§ **INFORMATION SHOWN**:
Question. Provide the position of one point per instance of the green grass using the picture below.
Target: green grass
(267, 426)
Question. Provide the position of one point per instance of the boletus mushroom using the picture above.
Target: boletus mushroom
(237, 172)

§ **WORK TO DO**:
Rewrite the material so that "Target" becomes "Object" everywhere, with nothing else altered.

§ **FINISHED TASK**:
Question. Provide the position of one point per instance of the green grass using the picture below.
Object: green grass
(267, 426)
Question. Provide the position of one point per instance of the boletus mushroom using the picture above.
Object: boletus mushroom
(237, 172)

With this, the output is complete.